In the eastern Algonquian dialects, verbs having the inanimate active transitive form of the class ending in -měn (e) had the peculiarity that they could be used as passive participial adjectives, (f) and, from this sense, could pass to that of substantives.
The Indians of Virginia (like those of the three Americas, from Maine as far south as to Peru made a very nutritious food preparation by parching Indian corn and reducing it to a fine powder, which they called rokěhaměn, 'softened.' This word is cognate with Abnaki nuk'haměn, used as a designation for flour, and with Lenape lok'haměn, used as a name for bran or shorts. In Strachey's time (1610-13), this word had undergone no alteration; but later on, it became, in the pronunciation of English-speaking people, rockahominie (Beverly, 1705), rockahomine (Lawson, 1709), rockahominy (Byrd, 1728).
Again, the natives of Virginia, by boiling the acorns of the basket and live oaks (Quercus michauxii and Q. virens) in water, extracted therefrom an oil which they called manahamen, 'removed from,' 'skimmed from.' In the pronunciation of the settlers this word soon became monohominy. The Virginians also made a food product by coarsely cracking Indian com, winnowing away the chaff, and sifting out the flour, and, to it, as well as to the porridge prepared from it, applied the name of usekutehĕmin, meaning 'crushed by pounding' (from u, prosthetic vowel; seku, a root meaning 'to crush' ; te, a particle denoting that the action expressed in the root is done with a blow or stroke ; and hemen, a verbal suffix denoting, in the transitive form of the verb, instrumental action upon an inanimate object). Strachey appears to have been acquainted with this word only in such corrupted forms as usketehamun, uskatahomen, and usketehamun. The English colonists soon became very familiar with this Indian food product, but, finding its aboriginal name altogether too cumbersome for current use, contracted the already corrupted word to its verbal suffix, homen, hamun, homin, etc., and, rounding off this disjunctum membrum with a vowel, formed such terms as homeni, fiamuni, homini, etc. The very first mention, in print, of this abbreviated word is found in the form of homini in Smith's True Travels, Adventures and Observations, p. 43 (1630). Thus originated a term concerning the source and meaning of which there has been, up to the very present (the writing of these lines), more speculation than about any other Indian word that has entered the English language.

● ● ● ● ●

## What the task asks
Can you rewrite the passage on Algonquian verbs, starting with "In the eastern" and going on through "that of substantives.", with "substantives" changed to "nouns"?

● ● ● ● ●

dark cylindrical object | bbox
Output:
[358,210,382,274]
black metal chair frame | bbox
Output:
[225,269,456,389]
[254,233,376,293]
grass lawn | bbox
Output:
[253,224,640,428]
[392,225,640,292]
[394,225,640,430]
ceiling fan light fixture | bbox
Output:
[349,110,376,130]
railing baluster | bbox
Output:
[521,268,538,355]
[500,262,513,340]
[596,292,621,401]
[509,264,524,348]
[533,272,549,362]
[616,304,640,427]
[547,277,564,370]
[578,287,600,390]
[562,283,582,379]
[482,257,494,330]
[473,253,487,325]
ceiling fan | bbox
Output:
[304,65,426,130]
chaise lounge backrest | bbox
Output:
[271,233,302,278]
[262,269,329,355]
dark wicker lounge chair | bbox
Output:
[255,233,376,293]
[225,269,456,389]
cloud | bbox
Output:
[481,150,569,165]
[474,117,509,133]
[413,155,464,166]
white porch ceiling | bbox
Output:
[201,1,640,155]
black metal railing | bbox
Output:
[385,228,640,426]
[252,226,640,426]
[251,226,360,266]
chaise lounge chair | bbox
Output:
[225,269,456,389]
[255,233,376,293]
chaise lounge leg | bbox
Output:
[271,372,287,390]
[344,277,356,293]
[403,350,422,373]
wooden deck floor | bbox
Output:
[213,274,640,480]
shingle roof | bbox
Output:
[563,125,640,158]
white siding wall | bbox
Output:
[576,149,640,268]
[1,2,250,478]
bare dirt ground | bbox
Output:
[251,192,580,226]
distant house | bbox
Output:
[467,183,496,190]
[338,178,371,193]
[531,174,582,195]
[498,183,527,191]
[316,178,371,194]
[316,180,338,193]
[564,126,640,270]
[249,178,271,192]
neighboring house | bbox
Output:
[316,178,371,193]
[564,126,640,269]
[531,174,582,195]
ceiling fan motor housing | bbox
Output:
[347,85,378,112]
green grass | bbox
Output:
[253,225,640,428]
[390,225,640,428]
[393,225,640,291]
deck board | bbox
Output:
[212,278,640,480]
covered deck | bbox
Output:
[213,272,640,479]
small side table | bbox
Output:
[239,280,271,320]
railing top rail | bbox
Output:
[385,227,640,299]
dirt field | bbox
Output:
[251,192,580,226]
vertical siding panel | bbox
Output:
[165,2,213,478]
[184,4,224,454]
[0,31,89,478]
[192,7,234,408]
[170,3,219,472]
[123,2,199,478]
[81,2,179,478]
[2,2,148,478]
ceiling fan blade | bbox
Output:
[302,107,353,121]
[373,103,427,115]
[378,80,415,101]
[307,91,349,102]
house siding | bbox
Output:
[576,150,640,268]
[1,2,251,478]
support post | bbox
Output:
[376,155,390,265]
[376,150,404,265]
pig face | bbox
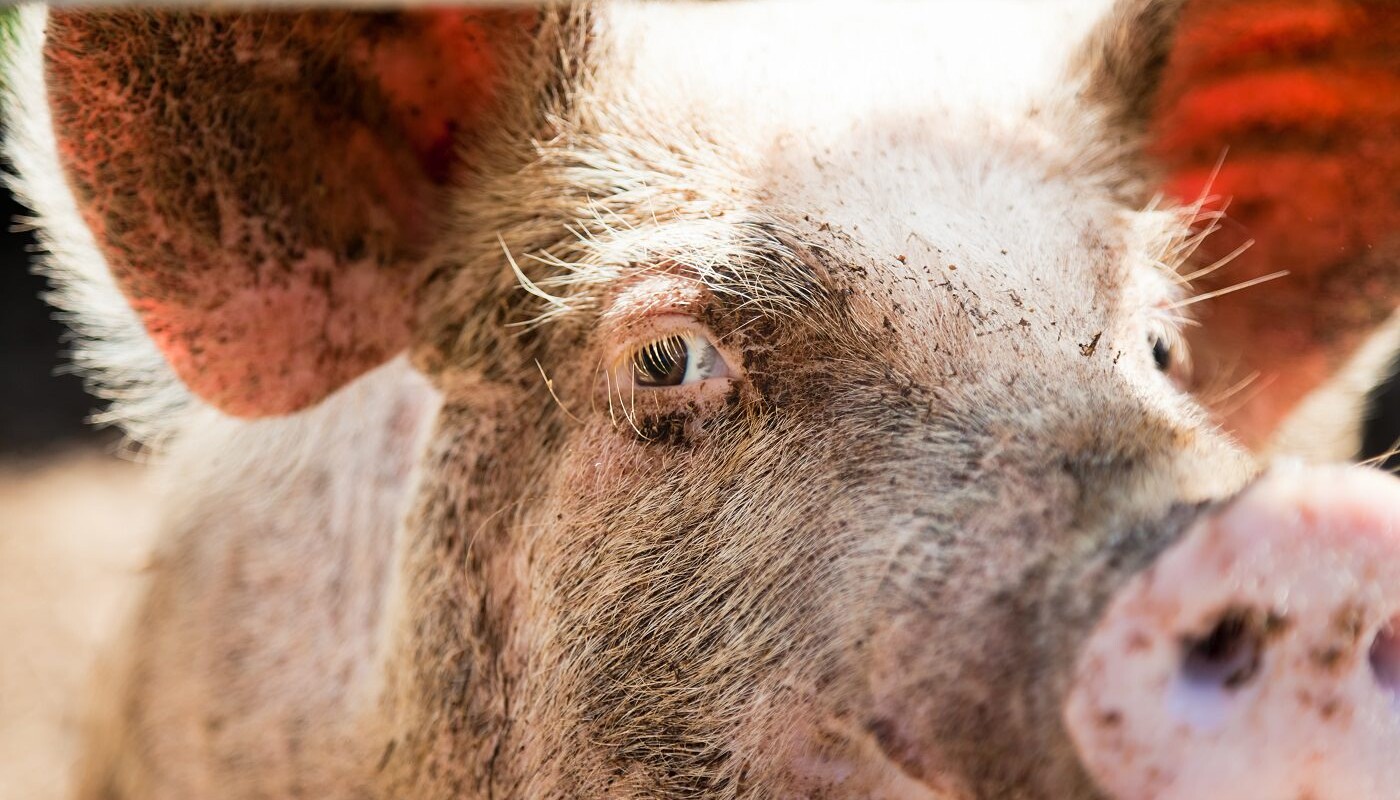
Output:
[21,3,1397,797]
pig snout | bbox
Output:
[1064,465,1400,800]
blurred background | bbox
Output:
[0,184,155,800]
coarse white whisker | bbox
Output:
[1168,269,1288,311]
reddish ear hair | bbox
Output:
[45,10,536,416]
[1148,0,1400,444]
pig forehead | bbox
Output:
[607,0,1124,324]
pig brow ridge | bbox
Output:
[515,219,833,326]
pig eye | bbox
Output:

● ● ● ● ●

## Reply to the exercise
In the eastern Algonquian dialects, verbs having the inanimate active transitive form of the class ending in -měn (e) had the peculiarity that they could be used as passive participial adjectives, (f) and, from this sense, could pass to that of nouns.